Aim of the exercise:
Exactly as written, copy the lines that run from the start of the data below to the line containing "box: [66, 300, 104, 311]", both ends included.

Collected data:
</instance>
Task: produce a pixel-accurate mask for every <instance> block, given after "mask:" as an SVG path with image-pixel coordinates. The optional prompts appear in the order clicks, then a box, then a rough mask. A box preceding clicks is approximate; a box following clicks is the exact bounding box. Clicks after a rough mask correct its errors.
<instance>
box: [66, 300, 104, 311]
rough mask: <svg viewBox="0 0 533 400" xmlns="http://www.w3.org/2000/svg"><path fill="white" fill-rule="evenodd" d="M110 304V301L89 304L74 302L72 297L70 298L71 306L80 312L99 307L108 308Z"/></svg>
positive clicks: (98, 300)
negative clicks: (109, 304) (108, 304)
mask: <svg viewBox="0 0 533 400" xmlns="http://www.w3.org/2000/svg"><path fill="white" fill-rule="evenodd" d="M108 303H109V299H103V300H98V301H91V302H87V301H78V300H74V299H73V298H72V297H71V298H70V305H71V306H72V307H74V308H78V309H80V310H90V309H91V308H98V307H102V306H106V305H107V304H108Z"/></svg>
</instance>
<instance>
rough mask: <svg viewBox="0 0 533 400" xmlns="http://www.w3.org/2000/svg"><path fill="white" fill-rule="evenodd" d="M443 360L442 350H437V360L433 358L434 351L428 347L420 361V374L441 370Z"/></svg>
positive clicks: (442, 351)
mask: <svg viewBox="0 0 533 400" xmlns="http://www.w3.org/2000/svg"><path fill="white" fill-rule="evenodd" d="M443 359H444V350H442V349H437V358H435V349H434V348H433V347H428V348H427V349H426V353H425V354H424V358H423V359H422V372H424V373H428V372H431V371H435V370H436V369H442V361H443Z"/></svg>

Reply:
</instance>
Task: produce a pixel-accurate mask for every <instance> block, given after "mask:" as an SVG path with image-pixel coordinates. The optional prompts appear in the order clicks, then a box, then a rough mask. A box preceding clicks is approximate; a box following clicks is the exact bounding box. Clicks after a rough mask correct its errors.
<instance>
box: [66, 300, 104, 311]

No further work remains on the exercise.